[Region labeling records]
— BEGIN —
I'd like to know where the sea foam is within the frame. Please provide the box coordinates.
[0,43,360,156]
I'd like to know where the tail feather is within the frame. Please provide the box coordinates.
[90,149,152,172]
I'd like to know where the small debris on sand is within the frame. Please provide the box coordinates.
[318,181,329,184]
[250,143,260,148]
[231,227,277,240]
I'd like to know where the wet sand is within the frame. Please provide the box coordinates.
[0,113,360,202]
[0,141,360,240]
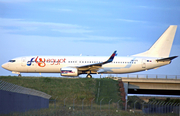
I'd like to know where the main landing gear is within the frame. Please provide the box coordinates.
[86,74,92,78]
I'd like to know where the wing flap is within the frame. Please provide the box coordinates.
[77,51,117,70]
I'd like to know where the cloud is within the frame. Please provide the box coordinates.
[0,18,92,34]
[116,19,147,23]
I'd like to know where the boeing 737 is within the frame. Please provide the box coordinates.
[2,25,177,78]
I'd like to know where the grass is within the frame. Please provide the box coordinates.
[0,76,120,104]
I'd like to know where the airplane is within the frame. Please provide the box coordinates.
[2,25,178,78]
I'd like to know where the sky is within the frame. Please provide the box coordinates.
[0,0,180,77]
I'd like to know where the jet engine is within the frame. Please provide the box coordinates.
[60,67,78,76]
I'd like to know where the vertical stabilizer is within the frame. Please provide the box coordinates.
[133,25,177,57]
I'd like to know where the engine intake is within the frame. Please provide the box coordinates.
[60,67,78,76]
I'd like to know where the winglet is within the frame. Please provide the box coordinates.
[103,51,117,64]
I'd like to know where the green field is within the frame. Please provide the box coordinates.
[0,76,120,104]
[0,76,179,116]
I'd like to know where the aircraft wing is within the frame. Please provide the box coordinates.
[156,56,178,62]
[76,51,117,70]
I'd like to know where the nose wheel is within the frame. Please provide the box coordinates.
[86,74,92,78]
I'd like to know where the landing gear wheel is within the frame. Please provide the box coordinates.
[86,74,92,78]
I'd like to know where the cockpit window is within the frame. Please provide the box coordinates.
[9,60,16,62]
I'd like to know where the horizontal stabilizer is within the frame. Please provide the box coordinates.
[156,56,178,61]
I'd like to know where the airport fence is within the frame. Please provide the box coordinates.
[49,97,180,116]
[106,74,180,80]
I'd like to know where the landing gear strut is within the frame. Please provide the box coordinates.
[86,74,92,78]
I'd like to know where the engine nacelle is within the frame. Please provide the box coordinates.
[60,67,78,76]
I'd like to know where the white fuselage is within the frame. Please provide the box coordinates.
[2,56,170,75]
— END —
Objective:
Turn all the records above into a JSON list of strings, with one string for each line. Leave out blank lines and the pictures.

Output for this task:
[
  "I'd like to know where the sea foam is within the frame. Please provide the box coordinates.",
  "[0,43,360,156]",
  "I'd like to know where the tail feather is within the frame. Please provide the box coordinates.",
  "[90,149,152,172]",
  "I'd like to know where the small debris on sand is within the frame. Please provide the box coordinates.",
  "[318,181,329,184]",
  "[250,143,260,148]",
  "[231,227,277,240]",
  "I'd like to know where the wet sand is within the frame. Please provide the box coordinates.",
  "[0,113,360,202]",
  "[0,141,360,240]",
  "I'd like to know where the main landing gear is within the frame. Please provide the box coordinates.",
  "[86,74,92,78]",
  "I'd like to know where the wing flap is within the frame. Please provide the box coordinates.",
  "[77,51,117,70]",
  "I'd like to know where the cloud is within the frame. Please provide the box coordinates.",
  "[0,18,92,34]",
  "[116,19,147,23]",
  "I'd like to know where the boeing 737 is within the frame. Please provide the box coordinates.",
  "[2,25,177,78]",
  "I'd like to know where the grass is within the frame. Please provide the box coordinates.",
  "[0,76,120,104]",
  "I'd like to know where the airplane is within the frame. Please provide the box coordinates.",
  "[2,25,178,78]",
  "I'd like to know where the sky is within the frame. Please provide the box coordinates.",
  "[0,0,180,77]",
  "I'd like to know where the jet engine is within the frame. Please provide the box coordinates.",
  "[60,67,78,76]",
  "I'd like to know where the vertical stabilizer is within the frame. Please provide the box coordinates.",
  "[133,25,177,57]",
  "I'd like to know where the engine intake is within the frame. Please provide the box coordinates.",
  "[60,67,78,76]",
  "I'd like to know where the winglet is within the frame. Please provide the box coordinates.",
  "[103,51,117,64]",
  "I'd like to know where the green field is within the frame. Please provide the box coordinates.",
  "[0,76,120,104]",
  "[0,76,179,116]",
  "I'd like to know where the aircraft wing is within the frame. Please provide the box coordinates.",
  "[156,56,178,62]",
  "[76,51,117,70]",
  "I'd like to know where the nose wheel is within the frame. Please provide the box coordinates.",
  "[86,74,92,78]",
  "I'd like to know where the landing gear wheel is within the frame. Please provide the box coordinates.",
  "[86,74,92,78]",
  "I'd like to know where the cockpit window is within the frame. Please provide the box coordinates.",
  "[9,60,16,62]",
  "I'd like to know where the horizontal stabilizer is within the frame. Please provide the box coordinates.",
  "[156,56,178,61]",
  "I'd like to know where the airport fence is within the frame. Please provide the box coordinates.",
  "[49,97,180,116]",
  "[106,74,180,80]",
  "I'd like to know where the landing gear strut is within the frame. Please provide the box coordinates.",
  "[86,74,92,78]",
  "I'd like to know where the engine nacelle is within the frame. Please provide the box coordinates.",
  "[60,67,78,76]",
  "I'd like to know where the white fuselage is within the frame. Please provide the box coordinates.",
  "[2,56,170,75]"
]